• _Document segment_:
Anonymous has left a new comment
on our post "Splitting Mauls":
What do you feel about having the axe wedged in the piece of wood to be split, then turning the axe over and hitting the poll of the axe against the block?
This works well on larger pieces.
Thanks
Coincidentally, just before we got this question we had decided to make a short video on our preferred way of splitting wood.
The method asked about is a very common one in Slovakia (where I grew up); I'd almost say that it is THE technique applied in conjunction or as a follow-up to that straightforward style of "drive the ax into the middle of the billet, and hope it will split into two more or less equal halves". If it doesn't split -- which happens often enough -- the next move is to do just what you suggest. That is, you lift up the stuck ax along with the billet and then invert the whole thing so that the poll of the ax hits the splitting block. The trouble with this method is that at least some of the time the billet does not split and the ax gets driven still deeper. The subsequent aid involves sledgehammer and/or wedges.
Yes, that is one way to get the job done, but one I presently consider a poor use of calories. But in all fairness, I should add that when, on occasion, my ax gets stuck beyond the point when a simple nudge on the handle frees it (but is nowhere near half driven in a block), that inversion technique is a quick way to 'undo the mistake'.
However, that is 'might near' the exact antithesis of our approach; one we learned about after moving to New Brunswick. The principle difference is demonstrated by Ashley in these two short videos.
That was, in this neck of the woods, the way to split wood, period.
Keep in mind that what she shows is 'the skill of an apprentice', rather than the mastery of this technique, as practiced by the old timers here.
Here is a brief commentary (with an expanded version to follow, perhaps):
Setting numerous billets up on their ends is not how we normally go about splitting a pile of wood; standing them up (often using the ax to tip them into an upright position) one at a time is more like it. Doing it this way was mostly to save on video time (and we assume that everyone already knows how to stand up a chunk of wood…).
Setting numerous billets up on their ends is not how we normally go about splitting a pile of wood; standing them up (often using the ax to tip them into an upright position) one at a time is more like it. Doing it this way was mostly to save on video time (and we assume that everyone already knows how to stand up a chunk of wood…).

• _What the task requires_: Reproduce the wood-splitting passage verbatim, starting with "Yes, that is" and going on through "split wood, period.". Work from the wood-splitting passage alone.

• _Dataset entries_:

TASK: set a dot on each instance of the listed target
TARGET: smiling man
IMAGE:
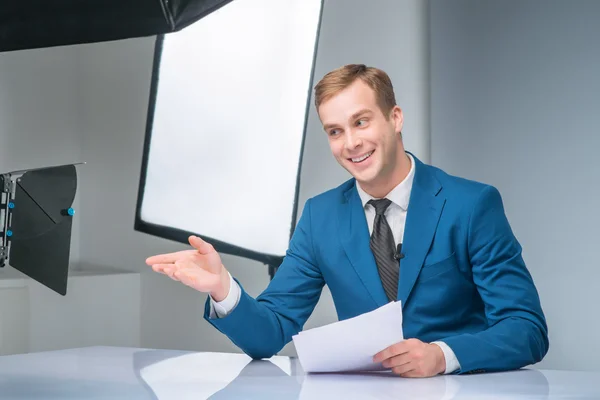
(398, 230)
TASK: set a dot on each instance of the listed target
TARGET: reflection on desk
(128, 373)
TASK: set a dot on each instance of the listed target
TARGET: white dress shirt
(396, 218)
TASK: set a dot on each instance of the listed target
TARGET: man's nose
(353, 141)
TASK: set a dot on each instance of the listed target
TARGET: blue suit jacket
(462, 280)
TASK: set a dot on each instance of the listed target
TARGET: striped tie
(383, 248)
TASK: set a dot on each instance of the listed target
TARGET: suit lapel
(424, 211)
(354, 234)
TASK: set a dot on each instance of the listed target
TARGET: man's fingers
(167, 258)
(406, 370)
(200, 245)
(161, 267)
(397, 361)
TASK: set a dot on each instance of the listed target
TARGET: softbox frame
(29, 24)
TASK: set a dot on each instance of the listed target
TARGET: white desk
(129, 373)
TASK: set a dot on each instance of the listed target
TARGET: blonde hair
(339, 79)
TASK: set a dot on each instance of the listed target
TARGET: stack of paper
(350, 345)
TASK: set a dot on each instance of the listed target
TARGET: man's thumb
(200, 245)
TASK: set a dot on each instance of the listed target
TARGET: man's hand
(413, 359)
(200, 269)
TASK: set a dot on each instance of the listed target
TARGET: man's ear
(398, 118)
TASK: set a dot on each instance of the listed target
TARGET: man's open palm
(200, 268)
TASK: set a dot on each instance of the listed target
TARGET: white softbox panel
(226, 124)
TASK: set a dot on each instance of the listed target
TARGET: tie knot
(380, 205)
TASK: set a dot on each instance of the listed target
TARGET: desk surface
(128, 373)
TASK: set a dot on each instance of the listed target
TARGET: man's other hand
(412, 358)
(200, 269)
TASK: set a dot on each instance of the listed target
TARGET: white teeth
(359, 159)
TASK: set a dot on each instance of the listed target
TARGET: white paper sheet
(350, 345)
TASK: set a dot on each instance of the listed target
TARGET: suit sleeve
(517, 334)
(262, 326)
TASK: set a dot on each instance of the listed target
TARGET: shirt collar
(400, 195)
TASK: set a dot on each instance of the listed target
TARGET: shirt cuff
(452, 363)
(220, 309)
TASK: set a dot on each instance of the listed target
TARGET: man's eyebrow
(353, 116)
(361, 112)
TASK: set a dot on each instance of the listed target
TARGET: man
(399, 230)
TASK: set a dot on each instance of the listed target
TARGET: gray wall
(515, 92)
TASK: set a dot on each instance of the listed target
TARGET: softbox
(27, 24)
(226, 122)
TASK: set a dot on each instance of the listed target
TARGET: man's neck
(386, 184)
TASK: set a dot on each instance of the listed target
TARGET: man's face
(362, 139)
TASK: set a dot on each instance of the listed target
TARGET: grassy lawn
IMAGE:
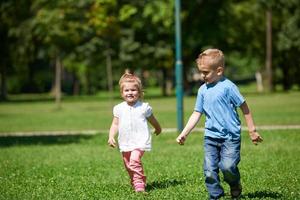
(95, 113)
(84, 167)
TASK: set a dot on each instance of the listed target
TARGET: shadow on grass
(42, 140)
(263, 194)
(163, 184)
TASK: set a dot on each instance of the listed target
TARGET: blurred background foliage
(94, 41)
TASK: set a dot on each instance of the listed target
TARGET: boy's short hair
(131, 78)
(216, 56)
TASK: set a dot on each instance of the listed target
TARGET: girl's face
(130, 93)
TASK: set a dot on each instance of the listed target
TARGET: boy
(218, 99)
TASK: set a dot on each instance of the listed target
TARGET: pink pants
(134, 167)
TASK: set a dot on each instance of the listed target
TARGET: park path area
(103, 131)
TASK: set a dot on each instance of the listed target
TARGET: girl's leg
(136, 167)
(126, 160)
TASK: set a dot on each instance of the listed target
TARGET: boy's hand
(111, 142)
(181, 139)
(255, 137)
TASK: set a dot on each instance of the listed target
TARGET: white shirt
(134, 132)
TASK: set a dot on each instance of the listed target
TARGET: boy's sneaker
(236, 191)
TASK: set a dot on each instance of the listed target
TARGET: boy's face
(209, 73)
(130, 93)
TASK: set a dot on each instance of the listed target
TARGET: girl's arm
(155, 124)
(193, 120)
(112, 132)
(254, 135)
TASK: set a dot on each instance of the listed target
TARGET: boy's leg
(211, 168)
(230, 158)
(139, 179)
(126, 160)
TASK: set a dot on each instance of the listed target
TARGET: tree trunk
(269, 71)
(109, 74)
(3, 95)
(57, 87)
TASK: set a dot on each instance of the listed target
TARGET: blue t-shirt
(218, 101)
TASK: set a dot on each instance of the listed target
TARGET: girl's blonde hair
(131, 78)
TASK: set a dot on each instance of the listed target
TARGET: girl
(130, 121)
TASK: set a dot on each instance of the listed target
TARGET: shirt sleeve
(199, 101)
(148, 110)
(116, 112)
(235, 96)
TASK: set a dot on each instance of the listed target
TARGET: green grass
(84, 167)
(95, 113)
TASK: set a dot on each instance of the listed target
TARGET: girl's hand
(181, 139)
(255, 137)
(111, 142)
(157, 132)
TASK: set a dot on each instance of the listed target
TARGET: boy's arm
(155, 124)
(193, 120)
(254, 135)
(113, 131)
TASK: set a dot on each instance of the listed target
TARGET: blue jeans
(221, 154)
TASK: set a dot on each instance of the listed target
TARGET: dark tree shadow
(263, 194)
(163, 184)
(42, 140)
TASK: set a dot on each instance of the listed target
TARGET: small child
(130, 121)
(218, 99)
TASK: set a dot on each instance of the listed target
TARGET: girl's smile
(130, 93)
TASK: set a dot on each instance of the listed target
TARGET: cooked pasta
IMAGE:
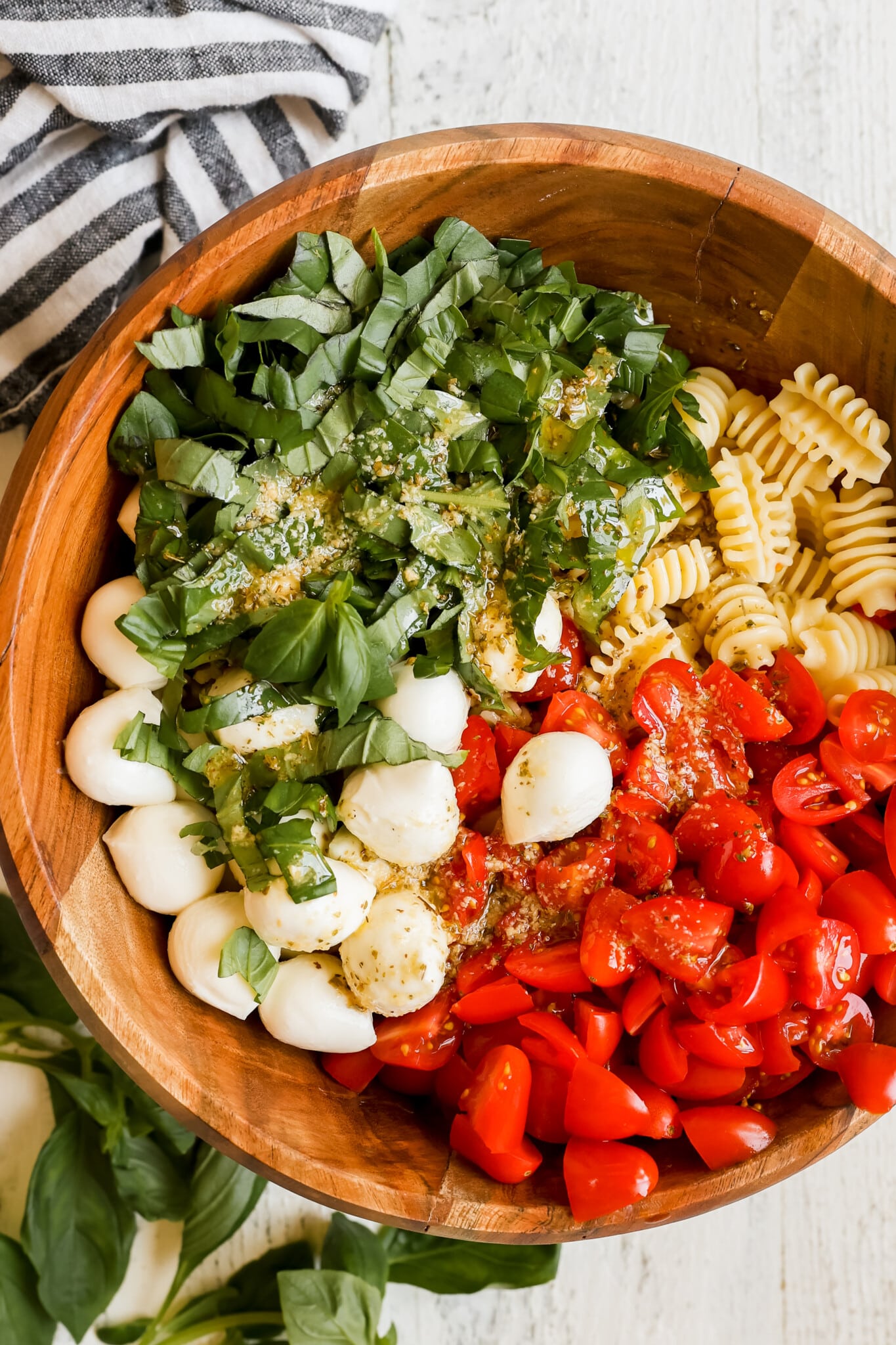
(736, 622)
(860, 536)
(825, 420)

• _Expected answer_:
Yes, that is one way to get the job done, but one I presently consider a poor use of calories. But in all fairness, I should add that when, on occasion, my ax gets stuck beyond the point when a simple nudge on the handle frees it (but is nowhere near half driven in a block), that inversion technique is a quick way to 'undo the mistake'.
However, that is 'might near' the exact antithesis of our approach; one we learned about after moving to New Brunswick. The principle difference is demonstrated by Ashley in these two short videos.
That was, in this neck of the woods, the way to split wood, period.